• **SUPPLIED INFORMATION**
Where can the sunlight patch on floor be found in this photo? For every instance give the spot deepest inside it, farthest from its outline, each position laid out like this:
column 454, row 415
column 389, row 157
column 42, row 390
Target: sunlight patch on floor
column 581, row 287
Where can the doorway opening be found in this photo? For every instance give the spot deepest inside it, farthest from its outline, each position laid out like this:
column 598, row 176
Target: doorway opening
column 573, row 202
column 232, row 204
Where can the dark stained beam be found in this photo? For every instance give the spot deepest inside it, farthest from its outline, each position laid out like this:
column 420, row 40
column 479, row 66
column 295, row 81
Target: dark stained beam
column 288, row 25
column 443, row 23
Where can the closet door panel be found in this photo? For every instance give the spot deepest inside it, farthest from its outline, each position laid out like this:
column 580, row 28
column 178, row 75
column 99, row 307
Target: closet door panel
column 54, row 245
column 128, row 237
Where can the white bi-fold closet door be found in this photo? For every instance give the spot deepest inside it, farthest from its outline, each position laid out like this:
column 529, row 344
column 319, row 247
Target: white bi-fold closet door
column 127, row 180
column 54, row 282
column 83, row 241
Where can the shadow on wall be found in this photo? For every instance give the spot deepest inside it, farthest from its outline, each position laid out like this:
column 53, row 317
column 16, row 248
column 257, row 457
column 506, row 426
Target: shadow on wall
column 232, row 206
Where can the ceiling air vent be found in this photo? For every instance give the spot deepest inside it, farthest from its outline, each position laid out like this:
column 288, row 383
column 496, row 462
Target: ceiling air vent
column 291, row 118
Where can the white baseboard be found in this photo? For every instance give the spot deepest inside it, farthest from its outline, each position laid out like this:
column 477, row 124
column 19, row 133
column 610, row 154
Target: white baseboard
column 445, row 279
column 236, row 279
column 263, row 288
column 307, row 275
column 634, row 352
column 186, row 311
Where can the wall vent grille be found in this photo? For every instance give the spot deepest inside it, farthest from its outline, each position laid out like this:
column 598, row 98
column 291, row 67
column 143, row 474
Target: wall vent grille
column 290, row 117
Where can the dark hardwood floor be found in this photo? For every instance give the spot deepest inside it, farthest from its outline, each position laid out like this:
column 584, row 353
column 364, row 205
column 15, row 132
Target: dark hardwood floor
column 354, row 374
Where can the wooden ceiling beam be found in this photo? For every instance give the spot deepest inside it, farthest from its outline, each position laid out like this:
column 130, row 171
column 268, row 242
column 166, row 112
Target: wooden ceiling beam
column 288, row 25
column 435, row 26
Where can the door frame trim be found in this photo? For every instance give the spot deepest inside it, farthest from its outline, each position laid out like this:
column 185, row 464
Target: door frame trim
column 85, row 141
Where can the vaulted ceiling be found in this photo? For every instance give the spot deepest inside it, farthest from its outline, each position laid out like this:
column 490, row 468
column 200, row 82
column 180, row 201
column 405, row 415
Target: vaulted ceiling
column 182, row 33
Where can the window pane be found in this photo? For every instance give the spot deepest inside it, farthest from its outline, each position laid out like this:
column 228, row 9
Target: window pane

• **TASK PROMPT**
Which of the lines in the material above contain "window"? Copy each one out.

• **EXPECTED ANSWER**
Where can the window pane be found in this photo? For every instance give the spot deepest inside it, farthest from its outline, each position laid out like this:
Target: window pane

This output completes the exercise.